Start of Block

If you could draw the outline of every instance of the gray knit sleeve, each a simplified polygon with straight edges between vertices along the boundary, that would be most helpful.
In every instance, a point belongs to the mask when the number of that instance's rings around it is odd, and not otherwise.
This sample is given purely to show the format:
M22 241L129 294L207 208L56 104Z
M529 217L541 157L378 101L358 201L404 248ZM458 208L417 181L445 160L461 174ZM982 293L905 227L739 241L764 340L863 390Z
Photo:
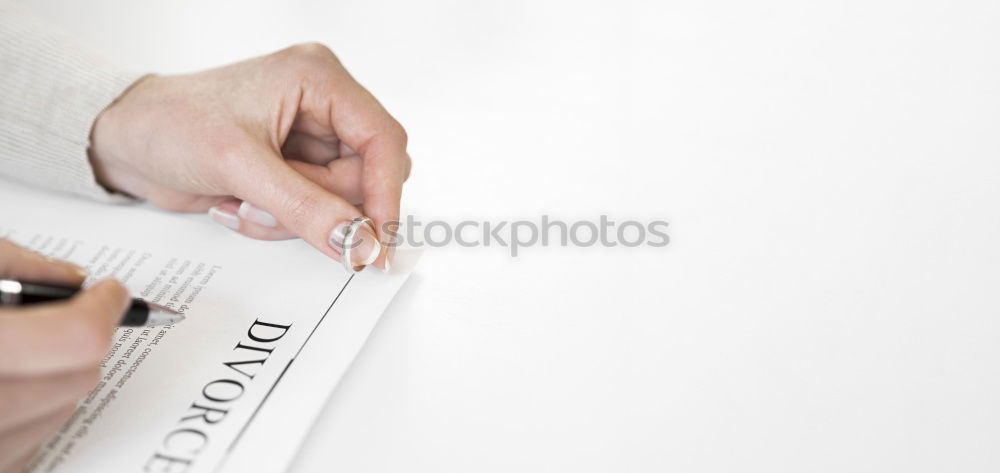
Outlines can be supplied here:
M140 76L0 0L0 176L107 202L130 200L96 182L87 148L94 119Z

End of Block
Start of Block

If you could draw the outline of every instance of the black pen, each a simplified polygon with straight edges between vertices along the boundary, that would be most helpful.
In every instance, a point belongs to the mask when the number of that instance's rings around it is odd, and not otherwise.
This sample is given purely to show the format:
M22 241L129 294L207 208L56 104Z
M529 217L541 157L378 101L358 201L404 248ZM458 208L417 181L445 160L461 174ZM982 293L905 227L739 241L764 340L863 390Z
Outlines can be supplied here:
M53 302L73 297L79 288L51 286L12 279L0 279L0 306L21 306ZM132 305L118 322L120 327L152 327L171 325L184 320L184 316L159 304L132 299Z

End of Block

* [Action item]:
Scan the material above for the word "with", and copy every line in which it is found.

* [Solution to this problem]:
If you could draw the outline of every instance of the gray knit sleeve, each a simplified polygon with straight edges between vertices along the boundary, that would be most helpful.
If you could draw the outline of every instance of the black pen, each a simplified polygon with straight edges between vertices along the boundary, that would be most helpful.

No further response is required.